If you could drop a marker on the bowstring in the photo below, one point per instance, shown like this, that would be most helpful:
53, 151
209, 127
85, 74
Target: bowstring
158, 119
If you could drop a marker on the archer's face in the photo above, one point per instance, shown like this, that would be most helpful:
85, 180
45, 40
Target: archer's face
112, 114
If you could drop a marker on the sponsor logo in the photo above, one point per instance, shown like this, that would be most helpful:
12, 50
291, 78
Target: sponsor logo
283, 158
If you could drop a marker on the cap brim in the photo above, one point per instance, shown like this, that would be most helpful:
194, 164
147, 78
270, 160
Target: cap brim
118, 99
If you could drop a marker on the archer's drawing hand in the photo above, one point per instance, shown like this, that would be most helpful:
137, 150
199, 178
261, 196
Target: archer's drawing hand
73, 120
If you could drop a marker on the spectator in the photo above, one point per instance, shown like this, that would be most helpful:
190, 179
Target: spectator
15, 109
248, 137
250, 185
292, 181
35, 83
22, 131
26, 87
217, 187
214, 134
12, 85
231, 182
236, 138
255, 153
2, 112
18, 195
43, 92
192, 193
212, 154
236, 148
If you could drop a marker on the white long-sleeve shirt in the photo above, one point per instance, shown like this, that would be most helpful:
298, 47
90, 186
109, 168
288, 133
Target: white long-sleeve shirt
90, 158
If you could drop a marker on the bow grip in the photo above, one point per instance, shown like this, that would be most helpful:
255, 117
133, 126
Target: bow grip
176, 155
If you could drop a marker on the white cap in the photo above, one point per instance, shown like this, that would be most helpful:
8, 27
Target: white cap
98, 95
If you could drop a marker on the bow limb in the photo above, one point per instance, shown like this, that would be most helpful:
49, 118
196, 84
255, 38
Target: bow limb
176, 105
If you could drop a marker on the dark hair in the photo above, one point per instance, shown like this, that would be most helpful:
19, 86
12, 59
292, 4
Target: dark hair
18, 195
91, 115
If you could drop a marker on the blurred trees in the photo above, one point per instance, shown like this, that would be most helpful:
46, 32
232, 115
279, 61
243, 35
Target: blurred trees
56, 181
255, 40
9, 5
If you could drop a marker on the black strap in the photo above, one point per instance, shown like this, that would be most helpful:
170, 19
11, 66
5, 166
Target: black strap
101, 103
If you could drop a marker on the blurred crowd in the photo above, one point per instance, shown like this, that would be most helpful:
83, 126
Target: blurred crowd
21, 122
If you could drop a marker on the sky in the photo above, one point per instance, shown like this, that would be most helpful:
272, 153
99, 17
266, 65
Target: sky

- - - - -

* **WHAT THE EXERCISE ASKS**
Rewrite the lines from the one containing "If you could drop a marker on the spectator" through the end of the records, swapping "marker" for "pin" and changing nothing else. Return only those lines.

* **THE ANSWER**
If you could drop a pin on the spectator in the photo above, one point per instance, shown like this, that would be most helpful:
190, 179
Target: spectator
15, 109
248, 137
250, 185
292, 181
35, 83
22, 131
26, 87
217, 187
214, 134
12, 85
231, 182
236, 138
255, 153
2, 112
18, 195
43, 92
192, 193
212, 154
236, 148
If you could drop a pin on the white long-sleeve shirt in the photo above, one point per instance, shown like this, that would be most helpful:
298, 47
90, 186
109, 168
288, 133
Target: white long-sleeve shirt
90, 158
If you could drop a pin on the bow grip in the photo above, one point per instance, shown like this, that would be most helpful:
255, 117
133, 126
Target: bow grip
176, 155
If you could drop a pin on the white cap in the photo above, one point per instance, shown like this, that would be most helpful:
8, 27
Target: white cap
98, 95
If you could drop a pin on the bow limb in the photo above, one point per instance, shown like this, that would be most helpful:
49, 118
196, 84
255, 38
Target: bow limb
176, 105
If you could drop a pin on the dark hair in the photo above, one point per instance, shown like this, that would be most helpful:
19, 86
12, 59
292, 4
Target: dark hair
18, 195
91, 115
If you could drop a pin on the blurred trees in the photo above, one point per instance, shown like this, that would be most helpful:
46, 32
232, 115
279, 61
243, 35
Target: blurred trees
56, 181
255, 40
9, 5
If you could drop a pin on the black strap in the photo above, one point per instance, shown like this, that would be most helpful:
170, 19
11, 66
5, 166
Target: black strap
101, 103
If you could drop a pin on the blurred crowd in the photo above, one point per instance, shown like this, that would be most helpful:
83, 126
Target: blurred crowd
21, 122
If you could drop a pin on the sky in the photo above, one point per instance, shown like this, that would be most helpful:
272, 153
99, 17
266, 65
Target: sky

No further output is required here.